START Records to process
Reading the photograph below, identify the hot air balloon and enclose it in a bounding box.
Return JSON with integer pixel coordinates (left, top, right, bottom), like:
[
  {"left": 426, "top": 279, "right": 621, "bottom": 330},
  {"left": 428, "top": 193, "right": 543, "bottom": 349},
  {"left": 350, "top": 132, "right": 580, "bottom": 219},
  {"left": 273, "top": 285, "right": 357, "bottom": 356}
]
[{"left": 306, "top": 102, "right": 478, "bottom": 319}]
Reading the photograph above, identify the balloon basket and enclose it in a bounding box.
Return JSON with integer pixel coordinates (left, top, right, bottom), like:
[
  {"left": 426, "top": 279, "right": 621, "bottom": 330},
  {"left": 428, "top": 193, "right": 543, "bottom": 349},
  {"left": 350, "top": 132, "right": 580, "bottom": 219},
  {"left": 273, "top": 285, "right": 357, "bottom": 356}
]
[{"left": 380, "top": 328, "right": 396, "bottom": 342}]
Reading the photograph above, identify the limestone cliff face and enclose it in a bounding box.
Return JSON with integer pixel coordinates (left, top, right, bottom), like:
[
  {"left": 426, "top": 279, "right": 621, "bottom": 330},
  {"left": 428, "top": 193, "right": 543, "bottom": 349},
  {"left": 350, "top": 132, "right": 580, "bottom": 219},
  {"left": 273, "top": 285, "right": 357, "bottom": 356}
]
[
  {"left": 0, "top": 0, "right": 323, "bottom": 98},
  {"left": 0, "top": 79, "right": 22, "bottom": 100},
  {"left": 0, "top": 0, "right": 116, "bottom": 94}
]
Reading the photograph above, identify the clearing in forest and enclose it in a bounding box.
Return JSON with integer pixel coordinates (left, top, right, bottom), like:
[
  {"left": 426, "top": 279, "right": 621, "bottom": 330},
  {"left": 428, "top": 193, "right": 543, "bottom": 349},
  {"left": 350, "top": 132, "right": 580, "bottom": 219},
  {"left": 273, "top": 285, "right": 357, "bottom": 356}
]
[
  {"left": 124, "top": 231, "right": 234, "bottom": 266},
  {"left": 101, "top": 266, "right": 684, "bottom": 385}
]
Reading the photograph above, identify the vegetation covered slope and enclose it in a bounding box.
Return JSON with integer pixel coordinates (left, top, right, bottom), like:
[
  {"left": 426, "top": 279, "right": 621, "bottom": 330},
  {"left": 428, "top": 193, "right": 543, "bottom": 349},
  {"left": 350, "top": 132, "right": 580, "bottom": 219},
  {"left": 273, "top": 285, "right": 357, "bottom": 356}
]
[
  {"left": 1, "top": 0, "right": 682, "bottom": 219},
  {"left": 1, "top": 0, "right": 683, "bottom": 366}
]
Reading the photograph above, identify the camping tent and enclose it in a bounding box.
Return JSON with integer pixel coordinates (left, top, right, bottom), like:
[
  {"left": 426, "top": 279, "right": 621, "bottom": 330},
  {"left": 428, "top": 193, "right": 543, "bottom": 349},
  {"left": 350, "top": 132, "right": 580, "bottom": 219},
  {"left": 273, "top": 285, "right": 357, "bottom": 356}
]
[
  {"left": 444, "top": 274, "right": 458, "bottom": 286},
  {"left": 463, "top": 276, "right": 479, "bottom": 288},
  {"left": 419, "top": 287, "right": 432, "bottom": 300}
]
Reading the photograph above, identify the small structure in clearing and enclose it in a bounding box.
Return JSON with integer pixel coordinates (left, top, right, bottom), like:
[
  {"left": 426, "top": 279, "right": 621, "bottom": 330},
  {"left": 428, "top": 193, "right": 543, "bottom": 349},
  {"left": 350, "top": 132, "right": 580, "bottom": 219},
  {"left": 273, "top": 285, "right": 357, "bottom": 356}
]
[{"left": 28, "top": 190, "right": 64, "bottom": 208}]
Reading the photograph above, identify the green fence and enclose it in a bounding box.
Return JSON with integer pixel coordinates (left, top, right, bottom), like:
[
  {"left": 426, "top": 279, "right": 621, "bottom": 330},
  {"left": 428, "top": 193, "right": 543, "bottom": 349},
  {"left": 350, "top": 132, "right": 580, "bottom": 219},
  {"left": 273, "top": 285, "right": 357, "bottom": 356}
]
END Records to process
To do
Please return each line of the data above in which the word "enclose" occurs.

Task output
Reading the photograph below, identify the hot air balloon and enclose it in a bounding box.
Reading the photograph above, identify the balloon basket and enclose it in a bounding box.
Reading the photograph above, identify the limestone cliff face and enclose it in a bounding box.
Reading the photograph above, identify the clearing in forest and enclose it in a bounding box.
Reading the photograph above, identify the vegetation covered slope and enclose it in a bounding box.
Reading the photograph above, identify the camping tent and enclose it in a bounding box.
Reading the photograph above, identify the small structure in clearing and enclose it in a bounding box.
Reading the photograph above, identify the green fence and enclose it in a bounding box.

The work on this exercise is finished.